La vie moderne

Le dernier ouvrage de Raymond Depardon, La vie moderne, à la fois me comble et éveille en moi une irrépressible nostalgie. Dès les premières images, je me suis dit: je voudrais être là, dans ce paysage magnifique, sur cette route, devant cette vallée. J’ai un souvenir très précis du Pont de Montvert, où je me suis arrêté avec des amis, à l’étape d’une longue route entre le Tarn et les Alpes. Pourquoi ce pays marque-t-il aussi fortement ?

Les portraits de Depardon

Les portraits de Depardon sont magnifiques: on ne sait plus très bien si c’est son œil, sa façon de filmer, son interrogation attentive, lente, pleine de silences, ou si c’est la personnalité de chacun de ses interlocuteurs qui ouvre l’image d’une telle façon. Dans chaque portrait, il y a des regards qui nous transpercent, qui passent au-delà de nous, au-delà de ce temps qui est le nôtre. Est-ce la lumière ? est-ce l’angoissante avancée du temps ?

◆ ◆ ◆ ◆

_Exercice écrit_
Répondez aux questions sur le texte consacré à La vie moderne.
(a) À qui le texte attribue-t-il l'ouvrage La vie moderne ?
(b) Quel lieu est associé à un arrêt avec des amis, et entre quelles destinations s'étendait la route ?
(c) Quels trois termes décrivent l'interrogation de Depardon dans ses portraits ?
Les entrées n'ont aucun rôle dans cet exercice.

Entrées de la collection
◆ ◆ ◆ ◆

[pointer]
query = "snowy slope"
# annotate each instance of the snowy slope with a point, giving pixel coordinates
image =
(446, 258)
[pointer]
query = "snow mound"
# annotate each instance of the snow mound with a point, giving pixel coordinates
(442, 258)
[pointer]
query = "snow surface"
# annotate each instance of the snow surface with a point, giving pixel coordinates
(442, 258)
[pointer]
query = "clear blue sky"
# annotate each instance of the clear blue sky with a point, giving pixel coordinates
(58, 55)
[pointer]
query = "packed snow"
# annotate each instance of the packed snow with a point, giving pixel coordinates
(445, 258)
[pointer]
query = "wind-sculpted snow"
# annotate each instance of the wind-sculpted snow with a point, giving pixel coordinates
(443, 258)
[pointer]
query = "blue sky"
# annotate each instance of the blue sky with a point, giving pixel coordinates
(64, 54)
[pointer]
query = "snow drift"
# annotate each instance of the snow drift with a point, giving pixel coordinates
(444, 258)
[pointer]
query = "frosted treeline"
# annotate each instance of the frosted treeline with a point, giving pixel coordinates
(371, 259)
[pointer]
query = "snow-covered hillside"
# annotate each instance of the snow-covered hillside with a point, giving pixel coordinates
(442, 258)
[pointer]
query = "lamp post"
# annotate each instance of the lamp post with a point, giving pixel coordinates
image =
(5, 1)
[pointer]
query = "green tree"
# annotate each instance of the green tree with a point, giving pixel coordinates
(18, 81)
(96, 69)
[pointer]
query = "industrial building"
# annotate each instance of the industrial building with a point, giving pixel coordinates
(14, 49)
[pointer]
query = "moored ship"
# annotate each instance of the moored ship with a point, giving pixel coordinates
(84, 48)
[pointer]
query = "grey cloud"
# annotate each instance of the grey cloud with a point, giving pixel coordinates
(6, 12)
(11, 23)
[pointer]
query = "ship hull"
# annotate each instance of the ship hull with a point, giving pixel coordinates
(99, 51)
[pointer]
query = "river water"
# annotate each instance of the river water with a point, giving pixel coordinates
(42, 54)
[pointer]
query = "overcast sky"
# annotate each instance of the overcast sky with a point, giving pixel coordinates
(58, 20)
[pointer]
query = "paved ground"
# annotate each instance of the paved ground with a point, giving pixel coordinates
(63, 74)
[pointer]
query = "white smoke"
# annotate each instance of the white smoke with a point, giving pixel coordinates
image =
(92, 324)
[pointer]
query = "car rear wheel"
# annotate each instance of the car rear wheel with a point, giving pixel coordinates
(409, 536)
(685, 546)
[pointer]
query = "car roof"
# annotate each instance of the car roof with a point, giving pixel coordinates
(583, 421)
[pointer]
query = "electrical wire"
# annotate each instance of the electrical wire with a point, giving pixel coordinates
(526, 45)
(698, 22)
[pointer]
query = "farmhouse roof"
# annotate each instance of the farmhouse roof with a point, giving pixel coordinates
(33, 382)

◆ ◆ ◆ ◆

_Résultat_
(a) À Raymond Depardon.
(b) Le Pont de Montvert, sur une route entre le Tarn et les Alpes.
(c) Attentive, lente, pleine de silences.